→ Instructions to follow: Format every line of the entries below as a JSON array of strings, one string per line, with blank lines omitted.

# Start of Material shown

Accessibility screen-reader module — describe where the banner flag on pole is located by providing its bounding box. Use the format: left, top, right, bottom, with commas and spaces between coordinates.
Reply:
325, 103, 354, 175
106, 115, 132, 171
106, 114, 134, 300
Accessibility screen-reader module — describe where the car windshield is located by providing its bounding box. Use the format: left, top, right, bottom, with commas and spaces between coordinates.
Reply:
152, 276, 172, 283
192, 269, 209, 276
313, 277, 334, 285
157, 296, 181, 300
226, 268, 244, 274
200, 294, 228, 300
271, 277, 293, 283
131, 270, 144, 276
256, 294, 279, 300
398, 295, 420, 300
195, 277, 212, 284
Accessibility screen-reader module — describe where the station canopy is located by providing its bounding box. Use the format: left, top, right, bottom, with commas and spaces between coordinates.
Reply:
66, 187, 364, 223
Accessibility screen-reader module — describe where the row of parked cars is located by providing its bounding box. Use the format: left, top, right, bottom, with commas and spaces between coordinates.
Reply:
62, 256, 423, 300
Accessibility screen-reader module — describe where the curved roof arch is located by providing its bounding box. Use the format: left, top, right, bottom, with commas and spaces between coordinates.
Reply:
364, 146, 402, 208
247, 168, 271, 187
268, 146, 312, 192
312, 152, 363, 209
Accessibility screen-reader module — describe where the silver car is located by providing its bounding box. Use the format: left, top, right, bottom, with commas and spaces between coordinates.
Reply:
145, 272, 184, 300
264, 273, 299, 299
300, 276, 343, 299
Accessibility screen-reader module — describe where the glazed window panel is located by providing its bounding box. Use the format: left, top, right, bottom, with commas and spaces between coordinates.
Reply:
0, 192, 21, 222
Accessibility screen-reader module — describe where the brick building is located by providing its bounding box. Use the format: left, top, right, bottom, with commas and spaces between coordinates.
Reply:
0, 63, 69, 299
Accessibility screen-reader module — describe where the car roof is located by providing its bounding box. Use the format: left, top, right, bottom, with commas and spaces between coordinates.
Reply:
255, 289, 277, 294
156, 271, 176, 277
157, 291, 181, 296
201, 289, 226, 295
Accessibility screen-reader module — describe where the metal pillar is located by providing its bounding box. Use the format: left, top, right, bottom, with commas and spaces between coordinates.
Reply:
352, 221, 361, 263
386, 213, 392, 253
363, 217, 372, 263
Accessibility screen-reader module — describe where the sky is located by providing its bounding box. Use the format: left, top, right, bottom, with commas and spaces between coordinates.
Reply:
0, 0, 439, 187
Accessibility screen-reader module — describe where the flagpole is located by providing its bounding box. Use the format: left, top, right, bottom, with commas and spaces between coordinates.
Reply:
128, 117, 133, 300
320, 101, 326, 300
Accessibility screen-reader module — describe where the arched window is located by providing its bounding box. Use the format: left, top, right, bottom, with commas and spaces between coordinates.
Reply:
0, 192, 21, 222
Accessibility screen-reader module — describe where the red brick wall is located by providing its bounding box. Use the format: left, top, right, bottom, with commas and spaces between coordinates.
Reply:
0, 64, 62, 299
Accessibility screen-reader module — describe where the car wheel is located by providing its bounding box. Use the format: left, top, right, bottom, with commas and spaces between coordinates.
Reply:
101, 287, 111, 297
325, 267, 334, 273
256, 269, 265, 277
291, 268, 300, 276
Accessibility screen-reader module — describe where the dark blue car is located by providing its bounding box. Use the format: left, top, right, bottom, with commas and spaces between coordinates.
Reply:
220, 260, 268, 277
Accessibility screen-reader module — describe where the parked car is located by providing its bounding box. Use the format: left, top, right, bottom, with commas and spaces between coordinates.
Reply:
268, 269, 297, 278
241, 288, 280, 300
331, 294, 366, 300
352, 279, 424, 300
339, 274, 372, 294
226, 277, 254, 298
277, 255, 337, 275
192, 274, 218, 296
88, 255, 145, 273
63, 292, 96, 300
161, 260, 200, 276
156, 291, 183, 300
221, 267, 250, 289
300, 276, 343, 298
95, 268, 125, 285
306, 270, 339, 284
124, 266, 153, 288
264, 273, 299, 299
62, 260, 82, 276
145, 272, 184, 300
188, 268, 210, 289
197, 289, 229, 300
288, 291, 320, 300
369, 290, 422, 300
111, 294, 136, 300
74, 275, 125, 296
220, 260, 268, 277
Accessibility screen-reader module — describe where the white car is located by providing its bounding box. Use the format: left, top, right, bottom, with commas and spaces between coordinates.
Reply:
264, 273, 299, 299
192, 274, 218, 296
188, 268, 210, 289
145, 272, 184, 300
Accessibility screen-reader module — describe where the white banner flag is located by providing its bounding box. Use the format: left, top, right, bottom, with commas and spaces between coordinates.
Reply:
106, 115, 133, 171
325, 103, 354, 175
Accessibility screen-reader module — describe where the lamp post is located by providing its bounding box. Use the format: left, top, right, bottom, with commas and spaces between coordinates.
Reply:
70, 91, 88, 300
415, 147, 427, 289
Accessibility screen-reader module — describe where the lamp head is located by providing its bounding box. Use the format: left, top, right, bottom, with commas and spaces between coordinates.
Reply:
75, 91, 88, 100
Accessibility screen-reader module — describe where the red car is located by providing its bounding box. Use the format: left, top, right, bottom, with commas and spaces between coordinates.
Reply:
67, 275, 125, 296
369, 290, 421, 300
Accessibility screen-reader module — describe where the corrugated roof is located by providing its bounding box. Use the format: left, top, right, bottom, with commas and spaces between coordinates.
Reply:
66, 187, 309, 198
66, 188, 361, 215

# End of Material shown

→ Exercise response:
[
  "Accessibility screen-reader module — describe where the banner flag on pole is located by providing its bounding box. Use the format: left, top, right, bottom, with commas and spaces between coordinates.",
  "Reply:",
  "325, 103, 354, 175",
  "106, 115, 132, 171",
  "106, 114, 134, 300",
  "Accessibility screen-reader module — describe where the car windshield is located by providing its bounding box. Use the format: left, top, right, bottom, with commas and spaces between coordinates.",
  "Reply:",
  "152, 276, 172, 283",
  "192, 269, 209, 276",
  "313, 277, 334, 285",
  "157, 296, 181, 300",
  "226, 268, 244, 274",
  "200, 294, 228, 300",
  "271, 277, 293, 283",
  "131, 270, 144, 276",
  "256, 294, 279, 300",
  "398, 295, 420, 300",
  "195, 277, 212, 284",
  "Accessibility screen-reader module — describe where the station canopy is located by providing its bounding box. Use the format: left, top, right, bottom, with commas and spaces between coordinates.",
  "Reply:",
  "66, 187, 364, 223",
  "Accessibility screen-reader module — describe where the row of parked cars is located by providing its bounding box. Use the format: left, top, right, bottom, with commas and spaces between coordinates.",
  "Reply:",
  "62, 256, 423, 300",
  "Accessibility screen-reader module — describe where the curved roof arch is located by providing its bounding box. Use the format: left, top, right, bottom, with commas and spaces between coordinates.",
  "Reply:",
  "364, 146, 402, 208",
  "247, 168, 271, 187",
  "268, 146, 312, 192",
  "312, 152, 363, 209",
  "Accessibility screen-reader module — describe where the silver car is located by providing its bounding box. Use the format: left, top, right, bottom, with commas and spaces between coordinates.",
  "Reply:",
  "145, 272, 184, 300",
  "264, 273, 299, 299",
  "300, 276, 343, 299",
  "Accessibility screen-reader module — describe where the glazed window panel is located by providing its bounding box. Use the format: left, top, right, bottom, with commas and spaces between coordinates.",
  "Reply:",
  "0, 192, 21, 222",
  "Accessibility screen-reader module — describe where the brick building is located by providing its bounding box. Use the format: left, top, right, bottom, with commas and spaces between coordinates.",
  "Reply:",
  "0, 63, 69, 299",
  "Accessibility screen-reader module — describe where the car roof is located by providing its bounding box. Use the format: left, top, right, bottom, with commas and spaces between coordinates.",
  "Reply:",
  "255, 289, 277, 294",
  "156, 271, 176, 277",
  "157, 291, 181, 296",
  "201, 289, 226, 295",
  "Accessibility screen-reader module — describe where the metal pillar is located by providing its bounding box. Use the format: left, top, right, bottom, with commas and spaces between coordinates.",
  "Reply:",
  "352, 221, 361, 263",
  "386, 213, 392, 253",
  "363, 217, 372, 263",
  "Accessibility screen-reader module — describe where the sky is located by providing its bounding box. Use the format: left, top, right, bottom, with commas and spaces between coordinates.",
  "Reply:",
  "0, 0, 439, 187",
  "Accessibility screen-reader module — describe where the flagpole is located by providing its bounding box. Use the format: left, top, right, bottom, with commas and spaces between coordinates.",
  "Reply:",
  "128, 117, 133, 300",
  "320, 101, 326, 300",
  "Accessibility screen-reader module — describe where the arched window is located by providing its bounding box. Use the format: left, top, right, bottom, with commas and spaces between coordinates.",
  "Reply:",
  "0, 192, 21, 222",
  "Accessibility screen-reader module — describe where the red brick wall is located by providing its bounding box. Use the format: left, top, right, bottom, with commas and spaces between coordinates.",
  "Reply:",
  "0, 64, 62, 299",
  "Accessibility screen-reader module — describe where the car wheel is located by providing its bounding box. Use the format: left, top, right, bottom, with commas and spaces between coordinates.",
  "Reply:",
  "101, 287, 111, 297",
  "325, 267, 334, 273",
  "256, 269, 265, 277",
  "291, 268, 300, 276",
  "Accessibility screen-reader module — describe where the dark blue car is located by providing its bounding box. Use the format: left, top, right, bottom, with commas and spaces between coordinates.",
  "Reply:",
  "220, 260, 268, 277",
  "Accessibility screen-reader module — describe where the parked car is located by providing its bounding box. Use the format: left, top, right, bottom, with commas and spaces between coordinates.",
  "Reply:",
  "268, 269, 297, 278",
  "241, 288, 280, 300",
  "331, 294, 366, 300",
  "352, 279, 424, 300",
  "339, 274, 372, 294",
  "226, 277, 254, 298",
  "277, 255, 337, 275",
  "192, 274, 218, 296",
  "88, 255, 145, 273",
  "63, 292, 96, 300",
  "161, 260, 200, 276",
  "156, 291, 183, 300",
  "221, 267, 250, 289",
  "300, 276, 343, 298",
  "95, 268, 125, 285",
  "306, 270, 339, 284",
  "124, 266, 153, 288",
  "264, 273, 299, 299",
  "62, 260, 82, 276",
  "145, 272, 184, 300",
  "188, 268, 210, 289",
  "197, 289, 229, 300",
  "288, 291, 320, 300",
  "369, 290, 422, 300",
  "111, 294, 136, 300",
  "74, 275, 125, 296",
  "220, 260, 268, 277",
  "Accessibility screen-reader module — describe where the white car is located by providing its bounding box. Use the format: left, top, right, bottom, with commas and spaces between coordinates.",
  "Reply:",
  "264, 273, 299, 299",
  "192, 274, 218, 296",
  "188, 268, 210, 289",
  "145, 272, 184, 300",
  "Accessibility screen-reader module — describe where the white banner flag is located by providing its bounding box. Use the format: left, top, right, bottom, with commas and spaces between coordinates.",
  "Reply:",
  "106, 115, 133, 171",
  "325, 103, 354, 175",
  "Accessibility screen-reader module — describe where the lamp post is located by providing its bounding box. Use the format: left, top, right, bottom, with commas and spaces between coordinates.",
  "Reply:",
  "70, 91, 88, 300",
  "415, 147, 427, 289",
  "Accessibility screen-reader module — describe where the lamp head is located by providing its bounding box. Use the format: left, top, right, bottom, with commas and spaces between coordinates.",
  "Reply:",
  "75, 91, 88, 100",
  "Accessibility screen-reader module — describe where the red car is located by providing its bounding box. Use the format: left, top, right, bottom, with commas and spaces between coordinates.",
  "Reply:",
  "67, 275, 125, 296",
  "369, 290, 421, 300",
  "Accessibility screen-reader module — describe where the corrugated roof is located by providing its bounding box. Use the format: left, top, right, bottom, with commas and spaces between coordinates.",
  "Reply:",
  "66, 187, 309, 198",
  "66, 188, 361, 215"
]